* **Instructions to follow**
Rewrite the listing below, changing every "photograph" to "image" and leaving everything else as it is. Leave the pictures out of your version.

* **The input**
+++

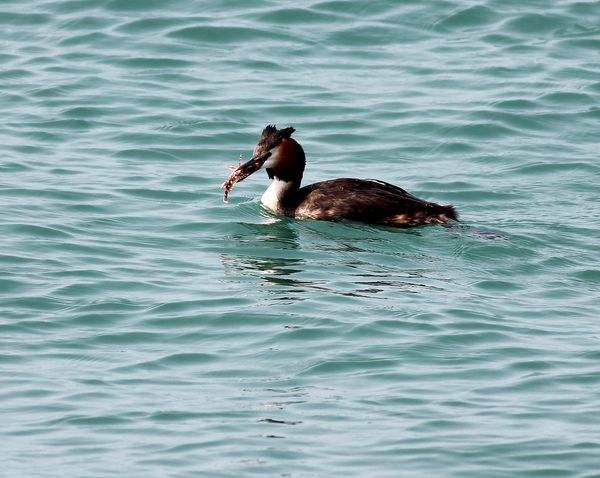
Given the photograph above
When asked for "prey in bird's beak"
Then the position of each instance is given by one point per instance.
(244, 170)
(270, 138)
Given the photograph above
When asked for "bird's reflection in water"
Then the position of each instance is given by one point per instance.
(291, 268)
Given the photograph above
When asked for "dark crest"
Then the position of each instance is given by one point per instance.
(271, 136)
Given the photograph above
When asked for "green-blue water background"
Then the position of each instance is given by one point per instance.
(148, 329)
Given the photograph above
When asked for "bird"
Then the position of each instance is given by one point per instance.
(369, 201)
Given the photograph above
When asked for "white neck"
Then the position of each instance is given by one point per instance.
(272, 196)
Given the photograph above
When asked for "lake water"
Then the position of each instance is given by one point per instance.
(149, 329)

+++

* **Solution to the problem**
Given the image above
When asked for "prey in bird's beak"
Then the position of each instance is given by one point per instance.
(244, 170)
(270, 138)
Given the image above
When asked for "bird's reflection in water"
Then the position of each instance is given by one point per instance.
(291, 268)
Given the image above
When asked for "dark crest"
Then the position of each instance is given by one point per instance.
(271, 136)
Given the image above
When asked for "green-blue water background"
Then the position of each instance is given by one point per instance.
(148, 329)
Given the image above
When asked for "bird"
Then the position of each instance is given by one point per instance.
(369, 201)
Given the image above
When asked for "white neck"
Then the position of each instance is given by one point per instance.
(272, 196)
Given the image above
When asked for "lake water"
Then the position of each instance is given by one point per instance.
(149, 329)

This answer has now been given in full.